[Point labeling dataset excerpts]
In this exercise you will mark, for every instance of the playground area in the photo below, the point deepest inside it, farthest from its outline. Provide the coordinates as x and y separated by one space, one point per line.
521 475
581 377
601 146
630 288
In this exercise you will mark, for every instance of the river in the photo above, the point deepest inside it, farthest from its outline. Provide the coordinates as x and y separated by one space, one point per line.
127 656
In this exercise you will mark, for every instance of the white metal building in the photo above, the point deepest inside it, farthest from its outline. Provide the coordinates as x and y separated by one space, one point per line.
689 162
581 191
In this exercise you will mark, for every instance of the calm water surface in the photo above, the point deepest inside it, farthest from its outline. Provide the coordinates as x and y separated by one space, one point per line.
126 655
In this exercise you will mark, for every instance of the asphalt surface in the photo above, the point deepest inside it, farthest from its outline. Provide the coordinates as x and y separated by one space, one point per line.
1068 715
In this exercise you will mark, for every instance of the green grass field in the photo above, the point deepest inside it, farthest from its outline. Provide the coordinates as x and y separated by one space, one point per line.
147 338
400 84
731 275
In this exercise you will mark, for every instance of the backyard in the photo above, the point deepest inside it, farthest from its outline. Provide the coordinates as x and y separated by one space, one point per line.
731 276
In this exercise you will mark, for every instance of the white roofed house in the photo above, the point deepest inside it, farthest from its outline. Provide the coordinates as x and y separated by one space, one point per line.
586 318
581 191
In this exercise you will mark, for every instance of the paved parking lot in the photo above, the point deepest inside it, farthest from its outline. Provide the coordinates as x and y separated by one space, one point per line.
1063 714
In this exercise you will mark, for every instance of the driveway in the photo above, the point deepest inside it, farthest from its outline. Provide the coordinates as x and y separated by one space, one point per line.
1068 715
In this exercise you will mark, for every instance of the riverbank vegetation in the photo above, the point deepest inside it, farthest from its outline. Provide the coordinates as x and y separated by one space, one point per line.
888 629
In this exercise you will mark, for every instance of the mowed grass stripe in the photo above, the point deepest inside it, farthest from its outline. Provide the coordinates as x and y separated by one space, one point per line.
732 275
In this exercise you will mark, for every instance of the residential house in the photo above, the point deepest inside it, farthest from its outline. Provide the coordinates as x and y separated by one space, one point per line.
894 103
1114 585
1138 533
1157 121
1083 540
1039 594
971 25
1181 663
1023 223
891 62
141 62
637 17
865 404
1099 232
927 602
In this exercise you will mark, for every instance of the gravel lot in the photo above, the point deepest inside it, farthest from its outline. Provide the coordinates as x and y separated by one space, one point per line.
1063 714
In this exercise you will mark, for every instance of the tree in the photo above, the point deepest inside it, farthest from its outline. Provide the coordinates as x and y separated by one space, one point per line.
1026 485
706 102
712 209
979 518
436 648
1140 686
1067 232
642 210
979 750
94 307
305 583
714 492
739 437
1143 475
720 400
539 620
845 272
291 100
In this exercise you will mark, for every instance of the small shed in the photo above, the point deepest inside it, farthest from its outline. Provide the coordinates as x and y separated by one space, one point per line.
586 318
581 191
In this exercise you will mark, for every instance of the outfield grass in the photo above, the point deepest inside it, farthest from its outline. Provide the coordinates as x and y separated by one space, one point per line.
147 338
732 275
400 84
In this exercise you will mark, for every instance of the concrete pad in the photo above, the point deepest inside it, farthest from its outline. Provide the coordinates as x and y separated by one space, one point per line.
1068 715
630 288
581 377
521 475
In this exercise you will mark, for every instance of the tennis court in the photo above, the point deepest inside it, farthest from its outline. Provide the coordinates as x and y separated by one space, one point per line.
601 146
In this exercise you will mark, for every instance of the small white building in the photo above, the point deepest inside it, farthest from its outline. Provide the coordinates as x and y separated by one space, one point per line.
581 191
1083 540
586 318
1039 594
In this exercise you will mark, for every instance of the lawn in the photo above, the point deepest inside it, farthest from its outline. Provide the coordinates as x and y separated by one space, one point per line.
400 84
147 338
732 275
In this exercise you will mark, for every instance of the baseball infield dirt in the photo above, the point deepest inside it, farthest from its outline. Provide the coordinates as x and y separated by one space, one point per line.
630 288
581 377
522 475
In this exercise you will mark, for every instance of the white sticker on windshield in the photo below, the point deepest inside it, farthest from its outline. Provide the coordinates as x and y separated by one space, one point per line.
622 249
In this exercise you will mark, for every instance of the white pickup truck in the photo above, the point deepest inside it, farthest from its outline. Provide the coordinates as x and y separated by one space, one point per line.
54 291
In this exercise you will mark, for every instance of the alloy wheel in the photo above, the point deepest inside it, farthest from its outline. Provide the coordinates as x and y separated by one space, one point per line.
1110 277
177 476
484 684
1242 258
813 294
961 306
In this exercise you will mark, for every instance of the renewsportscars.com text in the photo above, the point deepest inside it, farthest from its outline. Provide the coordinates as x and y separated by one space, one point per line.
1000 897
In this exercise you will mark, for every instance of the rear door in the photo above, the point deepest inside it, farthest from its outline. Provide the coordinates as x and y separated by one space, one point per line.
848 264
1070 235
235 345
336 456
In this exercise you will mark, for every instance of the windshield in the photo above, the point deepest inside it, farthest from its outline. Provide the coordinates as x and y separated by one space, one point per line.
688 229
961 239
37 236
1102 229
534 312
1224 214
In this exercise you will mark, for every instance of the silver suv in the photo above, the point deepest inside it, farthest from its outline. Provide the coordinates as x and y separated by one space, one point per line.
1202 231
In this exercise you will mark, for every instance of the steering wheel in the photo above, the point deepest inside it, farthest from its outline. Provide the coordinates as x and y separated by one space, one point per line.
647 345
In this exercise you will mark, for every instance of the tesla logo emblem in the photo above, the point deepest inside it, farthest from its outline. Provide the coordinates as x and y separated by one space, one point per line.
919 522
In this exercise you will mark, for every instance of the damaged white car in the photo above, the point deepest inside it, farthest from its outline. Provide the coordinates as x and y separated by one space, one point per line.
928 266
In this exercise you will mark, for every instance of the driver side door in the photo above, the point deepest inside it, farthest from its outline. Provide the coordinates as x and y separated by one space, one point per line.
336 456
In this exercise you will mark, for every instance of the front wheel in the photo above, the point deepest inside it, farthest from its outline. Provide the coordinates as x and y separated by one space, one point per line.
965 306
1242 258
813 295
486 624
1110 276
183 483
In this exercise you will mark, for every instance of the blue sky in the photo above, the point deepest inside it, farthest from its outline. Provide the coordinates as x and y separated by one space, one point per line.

### What is being asked
Extract all the entries word for word.

### The reply
In this exercise you will mark, for every instance of the playground area in the photo below, the point deepest inside it, farthest from its outline. Provide the coordinates as x and y separated by one space, one point per line.
521 475
581 377
601 146
630 288
In this exercise you will mark, for every instance of the river in the photo above, the point deepest inside it, farthest from its outline. Provide the coordinates as x and y separated by one space, one point per line.
127 656
In this exercise you will mark, for every instance of the white metal building in the photo above, the point deepest inside it, farthest from its outline. Provide the coordinates as x and y separated by one space, one point per line.
689 162
581 191
In this exercise you will mark, for every instance of the calm water surface in the photo above, the point deepest inside it, farthest from its outline. Provide the coordinates as x and y separated by one space, one point per line.
126 655
In this exercise you will mark, for every instance of the asphalt surface in the photo above, the point deepest inside it, farthest from its outline. Provide the coordinates as x and y separated by one space, one point per line.
1068 715
In this exercise you will mark, for every instance of the green grass field in the photo above, the point deepest inside it, farthest from its outline. Provide the coordinates as x and y separated by one space, one point per line.
147 338
400 84
731 275
In this exercise you will mark, for every instance of the backyard in the photo above, the point deepest inside it, farthest from its outline. Provide the coordinates as x and y separated by one space, one point per line.
731 276
In this exercise you will mark, for every instance of the white roofed house in the photo above, the point deepest inside it, farthest from its outline. Provide the coordinates as x and y separated by one space, one point per line.
586 318
581 191
In this exercise you will mark, for every instance of the paved parking lot in the photo above, the point deepest inside it, farthest from its outline. Provide the coordinates as x and y separated by one space, one point per line.
1063 714
In this exercise you will mark, for every instance of the driveway in the photo above, the point deepest inside it, farthest from its outline. Provide the coordinates as x and y separated by one space, one point per line.
1068 715
In this exercise you will mark, for every instance of the riverbank vegetation in the photo above, the point deepest inside it, farthest from its outline. Provide the coordinates as x and y separated by one space, one point per line.
888 629
In this exercise you will mark, for every instance of the mowed grass stripe in the photo above, the point deepest inside it, farthest from its outline. Provide the coordinates as x and y separated by one space, one point per line.
732 275
In this exercise you will mark, for every instance of the residential house in the photo above, the point deepest inside it, farthest from its outline. Provide the coordinates as x and y separated by one space, one point per line.
894 103
1114 585
1138 533
1157 121
1083 540
1039 594
971 25
1181 663
1023 223
891 62
141 62
637 17
865 404
1099 232
927 602
In this exercise you will mark, for every instance of the gravel lot in the photo above, the point deepest inside it, farthest from its outline. Provide the coordinates as x and y separated by one space, one point per line.
1063 714
In this exercise you will mark, for every instance of the tree in the photo above, the point deepest inside it, farthest from its outline. Provide the coordinates as x and y separated by one space, one point per line.
1026 485
706 102
712 209
979 518
436 648
1140 686
1067 232
642 210
979 750
94 307
305 583
714 492
739 437
1143 475
720 400
539 620
845 272
291 100
In this exercise you will mark, for every instance of the small shed in the photo above, the point deepest inside it, farthest from its outline. Provide the coordinates as x and y separated by one space, one point per line.
586 318
581 191
In this exercise you will mark, for every instance of the outfield grass in the photo above, the point deepest inside it, farthest from its outline. Provide the coordinates as x and y separated by one space, one point per line.
147 338
732 275
400 84
In this exercise you will mark, for every instance of the concrete pad in the photo above, the point deepest inside it, farthest from its outline. Provide the coordinates as x and y separated by one space, one point per line.
1068 715
630 288
581 377
521 475
In this exercise you will mark, for every instance of the tennis court in the photo above, the point deepest inside it, farthest from its outline. Provide the coordinates as x and y separated by one space, one point per line.
601 146
In this exercise you will mark, for every instance of the small white building in the photo above, the point deepest inside it, farthest from its outline. Provide the coordinates as x and y separated by one space, one point per line.
581 191
1083 540
586 318
1039 594
In this exercise you will mark, for every instance of the lawn in the photo above, the point deepest inside it, farthest from its outline. Provide the coordinates as x and y separated by one space, one point per line.
400 84
147 338
732 275
In this exercise you will mark, for every instance of the baseball infield dirt in the photo above, the point deepest inside it, farthest from its outline. Provide the coordinates as x and y separated by one space, one point per line.
630 288
581 377
522 475
In this exercise you will mark, for every instance of the white sticker on windshield in the photo below, the point deepest inside it, farthest from its outline. Provide the coordinates as x and y separated by one space, one point per line.
622 249
In this exercise you will mark, for every instance of the white pickup truck in the photo above, the point deepest inside it, farthest from its outline. Provide the coordinates as x and y separated by one space, one point per line.
54 291
In this exercise you will mark, for every instance of the alloy wheel in the photo above, the point deepest inside it, farthest from its outline. Provide the coordinates as x and y separated by one space, one point per line.
1110 277
177 476
484 684
1242 258
813 294
961 306
In this exercise you will mark, for every instance of the renewsportscars.com text in the photo above, the point deepest inside it, farthest from its outline. Provide the coordinates as x and y separated by one space, one point per line.
1000 897
In this exercise you will mark, for every instance of the rear door in the photo above, the point deepest inside it, farthest from its outline. Provide the coordinates as x and y separated by one space, one point per line.
848 264
1070 235
235 345
336 456
In this exercise you will mark, for every instance of the windshield in the photo above, the point deepest inside it, farthest from its outline. Provide the coordinates as x and y separated by one space, one point per line.
688 229
961 239
37 236
1102 229
534 312
1224 214
In this exercise you will mark, for every instance of the silver suv in the photo above, the point deepest inside it, farthest from its outline. Provide the coordinates as x and y separated by one space, one point per line.
1202 231
In this exercise you will mark, for every instance of the steering wheel in the photo above, the point deepest inside it, farthest from its outline. Provide the coordinates as x and y separated by one space, one point per line.
647 345
In this exercise you will mark, for every instance of the tesla logo emblem in the photo above, the point deepest inside it, farthest from its outline. Provide the coordinates as x and y separated by one space, one point per line.
919 522
In this exercise you will mark, for every instance of the damaged white car in the photo above, the point deepest inside it, farthest from its outline. Provide the coordinates as x and y separated by one space, one point per line.
928 266
In this exercise you will mark, for every instance of the driver side door in the photo above, the point deepest inside it, farthest from its outline. Provide the coordinates as x and y separated by one space, one point per line.
336 456
In this exercise you will mark, for every instance of the front wheel in the photo above, the point deepest inside it, farthest from its outline. Provide the coordinates as x and y separated by one space, one point per line.
965 306
1242 258
813 295
486 624
1110 276
183 483
In this exercise you will mark, for every instance of the blue sky in the photo above, the point deepest inside it, farthest from its outline. Provide the coordinates as x and y separated by one space, one point per line.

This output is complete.